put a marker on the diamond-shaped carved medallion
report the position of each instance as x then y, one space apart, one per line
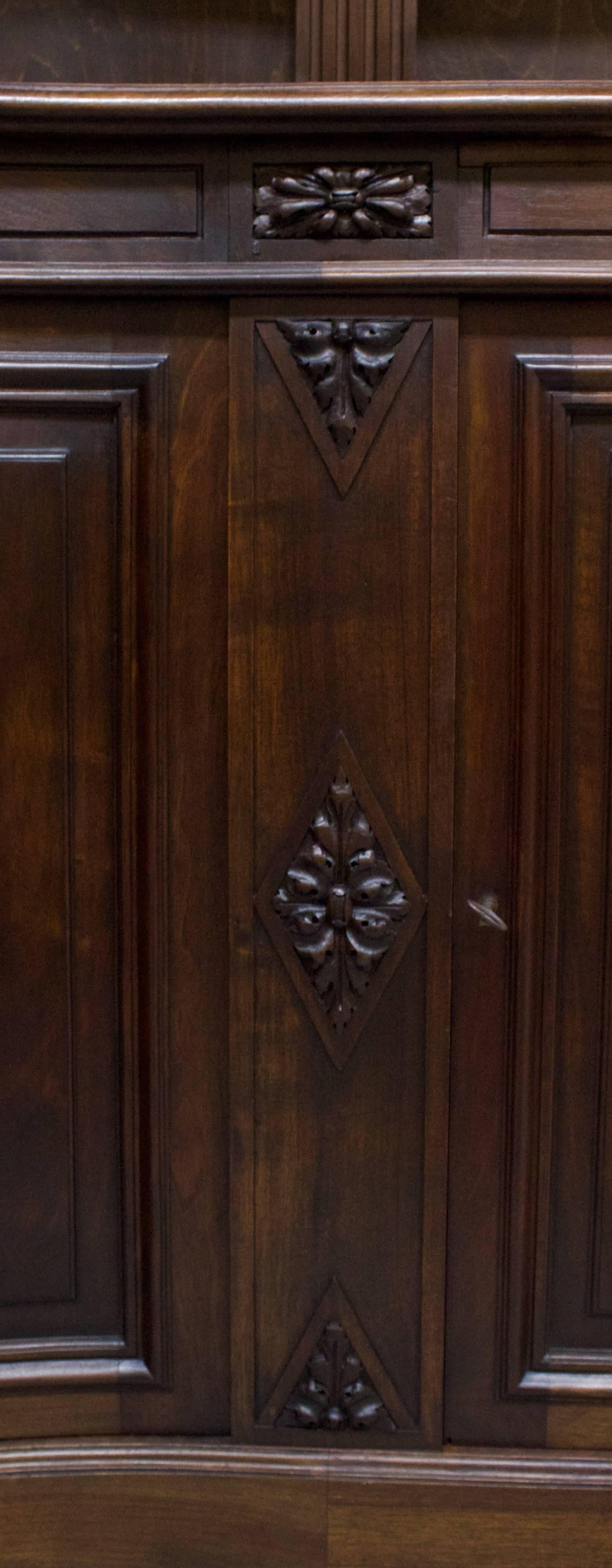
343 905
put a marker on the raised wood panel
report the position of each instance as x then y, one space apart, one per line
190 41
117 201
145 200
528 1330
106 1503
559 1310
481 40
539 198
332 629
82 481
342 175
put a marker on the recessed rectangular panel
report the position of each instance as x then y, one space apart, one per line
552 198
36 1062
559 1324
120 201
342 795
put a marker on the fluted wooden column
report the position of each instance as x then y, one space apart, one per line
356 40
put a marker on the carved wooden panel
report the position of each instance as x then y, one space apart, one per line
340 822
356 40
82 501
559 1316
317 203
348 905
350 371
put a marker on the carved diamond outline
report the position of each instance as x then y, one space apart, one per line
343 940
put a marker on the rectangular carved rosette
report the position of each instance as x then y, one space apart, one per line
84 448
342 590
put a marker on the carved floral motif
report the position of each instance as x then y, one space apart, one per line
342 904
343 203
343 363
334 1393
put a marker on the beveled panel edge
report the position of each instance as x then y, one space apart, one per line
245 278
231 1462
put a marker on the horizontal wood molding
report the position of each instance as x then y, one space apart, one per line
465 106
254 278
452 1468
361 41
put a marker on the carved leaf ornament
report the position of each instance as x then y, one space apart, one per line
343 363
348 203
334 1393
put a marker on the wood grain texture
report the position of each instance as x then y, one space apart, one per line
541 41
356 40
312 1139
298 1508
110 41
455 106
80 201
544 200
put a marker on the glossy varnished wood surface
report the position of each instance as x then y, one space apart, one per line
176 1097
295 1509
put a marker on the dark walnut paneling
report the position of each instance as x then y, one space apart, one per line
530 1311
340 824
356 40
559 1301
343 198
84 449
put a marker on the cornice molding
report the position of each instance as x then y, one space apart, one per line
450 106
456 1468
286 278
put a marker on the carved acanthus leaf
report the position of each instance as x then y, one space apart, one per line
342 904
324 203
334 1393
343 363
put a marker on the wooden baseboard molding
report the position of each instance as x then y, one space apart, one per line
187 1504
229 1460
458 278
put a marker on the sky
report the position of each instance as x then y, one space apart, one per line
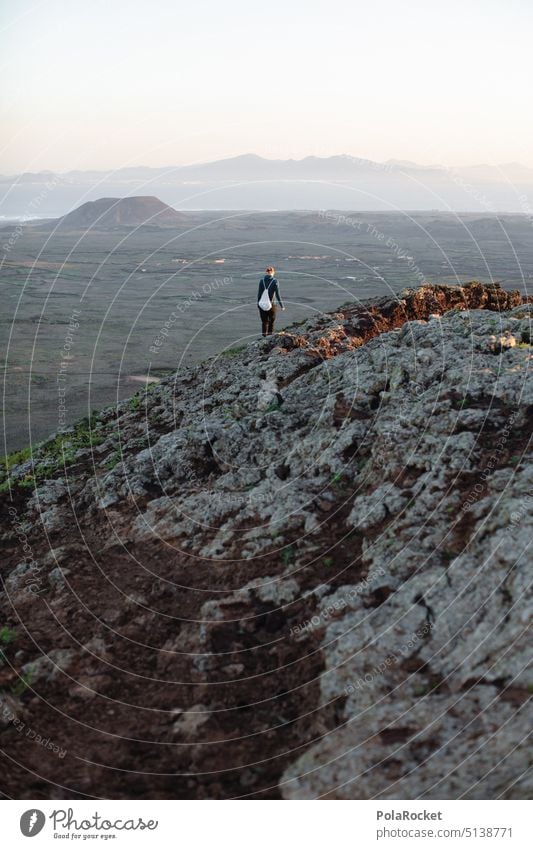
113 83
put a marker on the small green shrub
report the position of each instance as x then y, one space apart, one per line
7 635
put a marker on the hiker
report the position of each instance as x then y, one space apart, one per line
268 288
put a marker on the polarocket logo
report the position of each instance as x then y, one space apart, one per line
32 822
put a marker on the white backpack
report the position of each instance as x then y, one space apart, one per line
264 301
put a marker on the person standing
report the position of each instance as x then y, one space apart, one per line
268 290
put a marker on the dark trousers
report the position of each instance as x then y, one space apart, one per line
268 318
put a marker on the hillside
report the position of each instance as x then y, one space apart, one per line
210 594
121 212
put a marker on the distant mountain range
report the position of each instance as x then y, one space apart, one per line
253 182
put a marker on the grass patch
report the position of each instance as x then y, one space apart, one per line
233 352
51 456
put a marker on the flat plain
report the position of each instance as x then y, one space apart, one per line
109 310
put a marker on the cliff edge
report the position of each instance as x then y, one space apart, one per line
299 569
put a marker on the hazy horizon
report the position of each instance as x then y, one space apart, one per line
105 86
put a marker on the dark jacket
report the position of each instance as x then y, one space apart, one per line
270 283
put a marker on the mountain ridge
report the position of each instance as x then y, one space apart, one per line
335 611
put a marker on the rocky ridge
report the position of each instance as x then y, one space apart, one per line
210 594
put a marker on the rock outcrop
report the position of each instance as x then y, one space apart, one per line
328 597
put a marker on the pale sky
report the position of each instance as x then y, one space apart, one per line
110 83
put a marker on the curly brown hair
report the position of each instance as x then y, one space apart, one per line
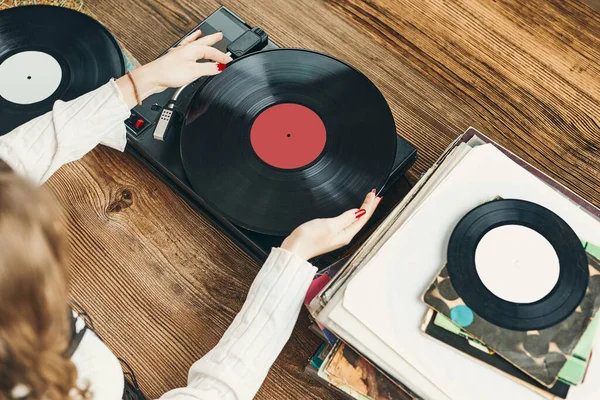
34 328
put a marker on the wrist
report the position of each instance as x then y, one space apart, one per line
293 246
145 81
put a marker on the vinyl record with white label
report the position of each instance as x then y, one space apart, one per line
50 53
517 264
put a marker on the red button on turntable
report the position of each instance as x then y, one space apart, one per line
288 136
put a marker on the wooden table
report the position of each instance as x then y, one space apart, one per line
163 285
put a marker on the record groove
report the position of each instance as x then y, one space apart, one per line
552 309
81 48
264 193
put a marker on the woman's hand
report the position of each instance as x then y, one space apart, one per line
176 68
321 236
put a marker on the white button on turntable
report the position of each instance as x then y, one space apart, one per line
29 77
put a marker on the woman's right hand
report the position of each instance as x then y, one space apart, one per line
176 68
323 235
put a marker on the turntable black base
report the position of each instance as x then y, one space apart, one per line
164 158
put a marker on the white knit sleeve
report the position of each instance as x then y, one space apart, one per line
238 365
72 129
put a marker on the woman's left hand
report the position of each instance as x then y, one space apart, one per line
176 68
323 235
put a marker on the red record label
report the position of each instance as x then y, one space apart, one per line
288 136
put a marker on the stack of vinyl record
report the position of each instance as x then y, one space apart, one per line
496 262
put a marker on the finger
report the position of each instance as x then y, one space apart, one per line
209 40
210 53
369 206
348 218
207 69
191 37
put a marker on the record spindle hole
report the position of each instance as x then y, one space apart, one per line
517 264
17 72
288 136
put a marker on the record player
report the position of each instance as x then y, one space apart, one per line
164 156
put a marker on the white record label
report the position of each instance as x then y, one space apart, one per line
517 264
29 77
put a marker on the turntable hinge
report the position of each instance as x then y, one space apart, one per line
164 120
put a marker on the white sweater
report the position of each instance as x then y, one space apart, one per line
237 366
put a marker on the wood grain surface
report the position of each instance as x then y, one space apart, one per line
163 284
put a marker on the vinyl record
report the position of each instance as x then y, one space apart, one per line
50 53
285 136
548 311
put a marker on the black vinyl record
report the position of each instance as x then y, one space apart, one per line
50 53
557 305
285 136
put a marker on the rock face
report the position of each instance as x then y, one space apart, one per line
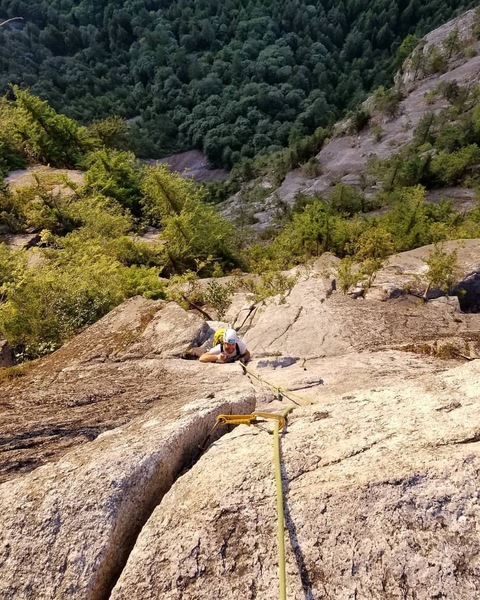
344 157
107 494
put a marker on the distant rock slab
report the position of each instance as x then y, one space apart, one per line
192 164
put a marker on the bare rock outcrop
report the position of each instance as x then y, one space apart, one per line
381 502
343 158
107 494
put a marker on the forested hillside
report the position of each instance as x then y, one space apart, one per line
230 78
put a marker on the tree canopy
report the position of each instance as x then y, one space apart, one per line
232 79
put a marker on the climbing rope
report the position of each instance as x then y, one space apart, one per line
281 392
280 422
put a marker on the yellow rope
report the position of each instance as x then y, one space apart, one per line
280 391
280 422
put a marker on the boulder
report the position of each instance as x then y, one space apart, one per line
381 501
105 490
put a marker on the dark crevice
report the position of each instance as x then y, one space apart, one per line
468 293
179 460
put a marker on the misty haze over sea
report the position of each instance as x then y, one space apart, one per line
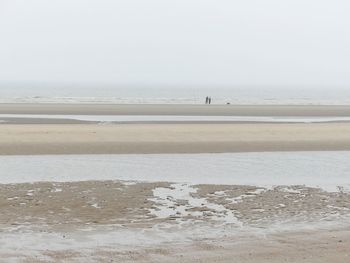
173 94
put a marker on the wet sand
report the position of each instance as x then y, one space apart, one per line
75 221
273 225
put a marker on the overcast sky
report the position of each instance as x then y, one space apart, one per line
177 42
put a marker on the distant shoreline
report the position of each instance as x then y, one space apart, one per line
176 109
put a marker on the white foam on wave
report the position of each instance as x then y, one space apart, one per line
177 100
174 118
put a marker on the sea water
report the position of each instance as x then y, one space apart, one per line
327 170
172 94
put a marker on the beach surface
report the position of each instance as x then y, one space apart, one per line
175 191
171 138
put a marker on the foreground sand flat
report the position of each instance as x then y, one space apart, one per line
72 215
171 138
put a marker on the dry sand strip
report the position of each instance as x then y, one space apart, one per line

+--

Reproduce all of the entries above word for word, omitting the pictures.

put a marker on the diamond-shaped carved medallion
report the position of each instance as x then y, one space apart, one per line
343 905
put a marker on the raised wood panel
report the position of each instance as x then y, one space apart, one per line
190 41
117 201
145 200
528 1330
106 1503
559 1310
481 40
539 198
332 629
82 481
342 175
put a marker on the recessed rectangular panel
report the position of each instance as x then y, one space apart, one per line
552 198
36 1062
559 1324
120 201
342 795
put a marker on the fluted wooden column
report the position of each instance as x then y, one space apart, one per line
356 40
put a marker on the carved wooden panel
report the position of each instance as x then y, one space apart, one per line
340 822
356 40
82 501
559 1316
317 203
348 905
350 371
put a marker on the carved diamond outline
report the position of each instance as x then y, one space apart, one per line
343 940
put a marker on the rectangular carved rosette
report the position of each instance as x then y, one space apart, one per line
84 448
342 590
put a marker on the carved floral motif
report the position of each instance as x then y, one space apart, one per line
342 904
343 203
343 363
334 1393
put a marker on the beveled panel edge
report the position of each instance as x then y, one space apart, one per line
245 278
231 1462
put a marker on the horizontal wood molding
report the position of each instance as x then y, one space apart, one per line
465 106
254 278
452 1468
361 41
put a marker on the carved leaf ornament
report the position of each instance as x then y, one space apart, one per line
343 363
348 203
334 1393
put a marker on the wood grain texture
report the position of each instance as x then y, one space apart, one per line
541 41
356 40
312 1139
298 1508
110 41
455 106
80 201
544 200
put a marker on the glossy varnished wood surface
report the position of each instance as x then y, one space apart, one per line
176 1097
295 1509
put a marker on the dark walnut paneling
report the position of each instance as x then y, one space apart, one per line
530 1311
340 824
356 40
559 1301
343 198
84 449
put a marker on the cornice molding
report the position of each instance as x then y, one space apart, one per line
450 106
456 1468
286 278
put a marker on the carved acanthus leaf
report the position of each instance as x then y, one space apart, one per line
342 904
324 203
334 1393
343 363
put a marker on the wooden baseboard molding
report the position of each instance as x then y, one space apart, one per line
187 1504
229 1460
458 278
put a marker on the sky
report the position of each instance as x then y, one space apart, one per line
113 83
put a marker on the small green shrub
report the position of each instance as x then y, one space apart, one per line
7 635
put a marker on the hiker
report the position of each instance as x then y, one space apart, one per line
268 288
put a marker on the polarocket logo
report the position of each instance as x then y, one space apart, one per line
32 822
put a marker on the white backpack
report the position of each instance as x then y, one space apart, one per line
264 301
put a marker on the person standing
report the position of each instance as x then y, one space apart, one per line
268 290
put a marker on the dark trousers
report the position of each instance as x then y, one space apart, one per line
268 318
put a marker on the hillside
report the position of each instance as x then y, one space apart, one per line
210 594
121 212
put a marker on the distant mountain range
report the position of each instance as x then y, one space apart, one per line
253 182
put a marker on the grass patch
report the position of each instance as x then y, one space apart, one per line
233 352
51 456
put a marker on the flat plain
report the position of each instance as x then y, one space apart, one per line
109 310
put a marker on the cliff edge
report the position of each instance as x then y, one space apart, one per line
299 569
put a marker on the hazy horizon
report the position of each instance as x then y, one space apart, one per line
105 86
put a marker on the dark jacket
report the position of each instance as x then y, one space apart, one per line
270 283
put a marker on the mountain ridge
report the position of each instance as x then y, one space apart, one per line
335 611
put a marker on the rocky ridge
report the position of each instance as x then y, one space apart, one per line
210 594
put a marker on the rock outcrop
report the position of each instance as x then y, one space apart, one per line
328 597
put a marker on the pale sky
report the position of each instance as x then y, one space apart, one per line
110 83
put a marker on the curly brown hair
report the position of each instance as x then y, one space apart, one per line
34 328
put a marker on the wrist
report the position of each instance as x then y, one space apart, one per line
293 246
145 81
put a marker on the vinyl record with white label
report the position of each instance as x then y, one space apart, one per line
50 53
517 264
put a marker on the red button on turntable
report the position of each instance as x then y, one space apart, one per line
288 136
put a marker on the wooden table
report the position of each instance as x then y, one space apart, one per line
163 285
put a marker on the record groove
report the position of each instance as x then y, one space apart, one per line
552 309
81 48
264 193
put a marker on the woman's hand
report the position of each instance as x then y, one space apart, one per line
176 68
321 236
put a marker on the white button on turntable
report the position of each instance as x then y, one space apart, one per line
29 77
put a marker on the woman's right hand
report the position of each instance as x then y, one space apart, one per line
176 68
323 235
put a marker on the turntable black base
report the position of each instance as x then y, one space apart, one per line
164 158
put a marker on the white knit sleeve
report the position of each instance as x then y, one space apart, one per line
238 365
72 129
put a marker on the woman's left hand
report the position of each instance as x then y, one space apart, one per line
176 68
323 235
put a marker on the red record label
report the position of each instance as x then y, one space apart, one per line
288 136
put a marker on the stack of vinyl record
report the position of each instance as x then y, one space apart, one per line
496 262
put a marker on the finger
report the position of each instance as x then y, one space apart, one per line
209 40
210 53
369 206
348 218
207 69
191 37
put a marker on the record spindle hole
report the position of each instance as x then y, one space apart, one per line
517 264
17 72
288 136
put a marker on the record player
report the position of each instance as x then y, one space apart, one per line
164 156
put a marker on the white record label
report the position of each instance as x then y, one space apart, one per line
517 264
29 77
put a marker on the turntable hinge
report the position of each instance as x then y, one space apart, one per line
164 120
put a marker on the white sweater
report the position of each instance as x then y, one space apart, one per line
237 366
put a marker on the wood grain surface
report the position of each instance as x then y, one space apart, one per line
163 284
put a marker on the vinyl record
report the position of each instance as x then y, one space apart, one per line
50 53
285 136
548 311
put a marker on the black vinyl record
report the position of each instance as x then y, one space apart, one per line
50 53
557 305
285 136
put a marker on the rock face
report the position of each instance as x then y, one space apart, one per line
344 157
107 494
put a marker on the distant rock slab
report the position of each instance as x then y, one space apart, one per line
192 164
put a marker on the bare rock outcrop
report the position of each instance as x then y, one space apart, one per line
381 502
343 158
107 494
put a marker on the forested hillside
report the position of each instance as x then y, one space apart, one per line
230 78
put a marker on the tree canopy
report the position of each instance as x then y, one space apart, one per line
232 79
put a marker on the climbing rope
report the position of each instance as x then y, one space apart, one per line
281 392
280 422
put a marker on the yellow rope
report the position of each instance as x then y, one space apart, one per line
280 391
280 422
put a marker on the boulder
report the position of each instance as x then y, one space apart, one per line
381 501
105 490
put a marker on the dark crevice
report the position of each instance as x then y, one space apart, one per line
468 293
179 460
put a marker on the misty haze over sea
report the position of each instance as x then y, one space apart, one per line
173 94
put a marker on the wet sand
report the position of each instance as x then y, one space apart, one per line
75 221
273 225
put a marker on the overcast sky
report the position of each instance as x then y, one space apart, one per line
177 42
put a marker on the distant shoreline
report the position of each instance as x then y, one space apart, one per line
176 109
put a marker on the white foam on wave
report the position of each instance as x then y, one space apart, one per line
177 100
174 118
put a marker on the sea water
report the position of each instance as x then y, one space apart, one per line
327 170
172 94
put a marker on the beach surface
report the position of each instance as x then y, one space apart, one per line
175 191
171 138
put a marker on the foreground sand flat
report the position of each instance as x then y, one space apart, one per line
72 215
171 138
put a marker on the dry sand strip
report the position of each instance as x then y, one space apart, one per line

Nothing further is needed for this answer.